Regrets are an inevitable part of life. They come with the territory of breathing and are a part of the unwritten deal we all sign for the right to exist.

Although some contrition can feel enormous – such as the misery born when a relationship breaks down or after committing a far more criminal act – others are forgotten in the blink of an eye.

In terms of the unpredictable game of football, there are a plethora of scenarios that have made or broken careers.

What if your side picked a different player from a certain draft?

What if your star spearhead had kicked straight when it mattered?

What if sacking your coach led to your premiership drought continuing?

Well, for fans of every creed we have sought to answer the question that has rankled you for years and kept you up at nights for far too long.

We can't promise that we won't open old wounds, as let's face it, that is the entire point of the exercise.

PART ONE: Adelaide, Brisbane Bears, Brisbane Lions, Carlton

PART TWO: Collingwood, Essendon, Fitzroy, Fremantle

PART FOUR: Melbourne, North Melbourne, Port Adelaide, Richmond

PART FIVE: Sydney, St Kilda, West Coast, Western Bulldogs

However, if we can help you find closure by looking at the facts and asking what if the doors slid the other way, then we have done our job.

As always, feel free to critique our non-linear traipses, as we are tipping some of you are unlikely to enjoy some of the conclusions we have drawn.

With the first two instalments in this series behind us, here is part three of the game's greatest ‘what ifs' since 1990.

Geelong

What if 'Bomber' Thompson was shown the door at the end of 2006?

Often in life, it is the moves we don't make the leave us racked with regret. Some may be as small as rising late and finding yourself as the last in line for a share house shower, whilst others can have far more life altering ends.

However, in Geelong's case, their decision to sit on their hands at the end of an underwhelming 2006 season saw them breathing lengthy sighs of relief just 12-months later.

Although the aforementioned season would end in disappointment, it was the Hoop's fast start that year that had punters and pundits scratching to head as to why it all fell apart at the seams well before September.

After claiming the 2006 NAB Cup – remember, this was a time when clubs actually cared about pre-season results – against the Crows on enemy soil, the Cats continued their rampant form across the first fortnight of the home and away season by destroying Brisbane and North Melbourne by a combined total of 24-goals.

With a 2-0 record, and a gargantuan percentage of 236.4, The felines were purring.

Still, if you fast forwarded past their next 20 appearances, the Kardinia Park club could be found in 10th position with a percentage of 99 by the regular season's cessation.

But how could this be for a side that not only started brighter than one of those precocious spelling be kids, but also made finals runs in the two seasons prior?

The starting point for Geelong's annus horribilis of the mid-2000s came between Rounds 3 and 6, when they dropped four games in a row and slid out of the eight – a position they would never reclaim at any stage throughout the year.

Following the curtains closing on a 10-1-11 season that a devout Christian – ironically named Gary – had the Cats breaking their then 43-year premiership drought in, the heat, both internally and externally, was directed at one man – the head coach, Mark Thompson.

MELBOURNE, AUSTRALIA - SEPTEMBER 30: Mark Thompson speaks during the Geelong Cats AFL 'Carji' Greeves Medal Night at Crown Entertainment Complex on September 30, 2010 in Melbourne, Australia. (Photo by Lucas Dawson/Getty Images)

*Aim 1*
In the entries, change "blue sky" to "clear sky" in everything from the first entry down to the line containing "103,116,211,153", and return only those lines with nothing else altered.
The text above has no connection to the entries that come after it.

*Data extract*

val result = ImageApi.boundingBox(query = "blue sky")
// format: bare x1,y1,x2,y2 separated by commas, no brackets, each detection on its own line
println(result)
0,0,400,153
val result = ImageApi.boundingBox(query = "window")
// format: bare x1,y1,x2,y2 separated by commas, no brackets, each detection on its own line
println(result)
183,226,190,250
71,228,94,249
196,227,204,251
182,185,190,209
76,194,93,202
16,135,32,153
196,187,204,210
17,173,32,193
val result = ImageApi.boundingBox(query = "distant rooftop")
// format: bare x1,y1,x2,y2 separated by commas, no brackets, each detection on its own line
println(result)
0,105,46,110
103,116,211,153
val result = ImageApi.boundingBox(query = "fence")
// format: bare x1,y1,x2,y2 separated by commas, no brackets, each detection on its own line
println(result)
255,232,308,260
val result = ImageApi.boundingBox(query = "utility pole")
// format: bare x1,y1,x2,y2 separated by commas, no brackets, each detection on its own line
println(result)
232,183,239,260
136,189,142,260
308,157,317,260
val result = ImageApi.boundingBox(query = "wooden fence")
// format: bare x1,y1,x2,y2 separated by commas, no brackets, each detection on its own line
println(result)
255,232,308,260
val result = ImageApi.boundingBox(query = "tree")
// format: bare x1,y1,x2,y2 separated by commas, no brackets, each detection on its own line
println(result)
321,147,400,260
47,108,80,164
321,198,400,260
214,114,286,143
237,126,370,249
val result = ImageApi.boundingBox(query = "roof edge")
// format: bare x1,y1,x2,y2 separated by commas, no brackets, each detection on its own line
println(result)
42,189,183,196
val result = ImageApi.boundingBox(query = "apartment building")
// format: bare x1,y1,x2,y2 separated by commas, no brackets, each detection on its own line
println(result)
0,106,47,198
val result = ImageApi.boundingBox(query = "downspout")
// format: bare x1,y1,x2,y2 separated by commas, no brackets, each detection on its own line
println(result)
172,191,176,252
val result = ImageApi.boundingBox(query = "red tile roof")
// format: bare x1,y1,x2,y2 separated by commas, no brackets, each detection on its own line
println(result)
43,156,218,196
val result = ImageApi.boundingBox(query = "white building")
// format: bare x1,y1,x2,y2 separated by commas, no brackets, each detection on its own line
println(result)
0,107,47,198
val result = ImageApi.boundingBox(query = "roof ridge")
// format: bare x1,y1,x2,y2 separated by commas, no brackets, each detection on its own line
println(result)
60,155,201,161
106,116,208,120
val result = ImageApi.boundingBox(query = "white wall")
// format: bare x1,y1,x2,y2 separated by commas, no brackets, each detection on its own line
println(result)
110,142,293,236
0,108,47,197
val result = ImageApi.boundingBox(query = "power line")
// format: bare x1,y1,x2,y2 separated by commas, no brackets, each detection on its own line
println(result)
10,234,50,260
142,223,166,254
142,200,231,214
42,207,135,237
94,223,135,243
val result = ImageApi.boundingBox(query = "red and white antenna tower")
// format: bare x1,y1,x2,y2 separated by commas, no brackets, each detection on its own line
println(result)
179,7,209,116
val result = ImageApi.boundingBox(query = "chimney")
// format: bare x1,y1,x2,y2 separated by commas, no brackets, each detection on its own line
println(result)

*Aim 2*
Go on with the article about football's greatest "what ifs," picking up right after its last sentence.

*Task output 1*
val result = ImageApi.boundingBox(query = "clear sky")
// format: bare x1,y1,x2,y2 separated by commas, no brackets, each detection on its own line
println(result)
0,0,400,153
val result = ImageApi.boundingBox(query = "window")
// format: bare x1,y1,x2,y2 separated by commas, no brackets, each detection on its own line
println(result)
183,226,190,250
71,228,94,249
196,227,204,251
182,185,190,209
76,194,93,202
16,135,32,153
196,187,204,210
17,173,32,193
val result = ImageApi.boundingBox(query = "distant rooftop")
// format: bare x1,y1,x2,y2 separated by commas, no brackets, each detection on its own line
println(result)
0,105,46,110
103,116,211,153

*Task output 2*
At the end of 2006, ‘Bomber' may have held a 48.75% win-rate across his 160-games at the helm of the pivot city side, but with a star-studded squad underperforming, there was a view that a head needed to roll for the Cats to finally break their ceiling.

To truly gain an appreciation for this impasse, we need to wind the clock hands back a further seven years to the end of last millennium.

SEE ALSO: What if Mark Bickley never farted at half-time of the 1993 Preliminary Final?

In 1999, the Cats were a mess. With the club both mired in mediocrity on the field and up to their neck in debt off it, the writing was on the wall for the league's second oldest side.

According to Fairfax journalist, Jake Niall, Geelong were upwards of $9 million dollars in the red, with six of that owed to the bank.

With the view that both of these aforementioned issues needed rectifying immediately, club president Frank Costa appointed former Eagles powerbroker Brian Cook as CEO and Thompson was hired to replace the out-going Gary Ayres.

As the suits sorted the finances in due course, the remainder of this newly formed trinity was still yet to uphold his end of the bargain, but prior to the 2003 season, Thompson dialed the thermostat up on himself by claiming that Geelong would enter their premiership at the commencement of 2006.

For this reason, it was understandable that many were ushering in the winds of change following the disappointing campaign.

Nevertheless, history will show that following Geelong's decision to employ consultants ‘Leading Teams' and Costa's choice to stick with ‘Bomber' saw the bone-dry soil of Corio finally feel a taste of rain after nearly half a century of waiting.

Still, one wonders what would have happened if Costa and his board had itchy trigger fingers ahead of 2007.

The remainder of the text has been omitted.